## Work instructions:
Nothing in the data should be altered when it is repeated in full.
####
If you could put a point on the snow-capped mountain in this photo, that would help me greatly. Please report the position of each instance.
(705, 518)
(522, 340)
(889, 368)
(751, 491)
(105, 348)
####
## Output for this exercise:
If you could put a point on the snow-capped mountain in this photo, that would help me greatly. Please report the position of each instance.
(705, 518)
(522, 340)
(889, 368)
(751, 491)
(105, 348)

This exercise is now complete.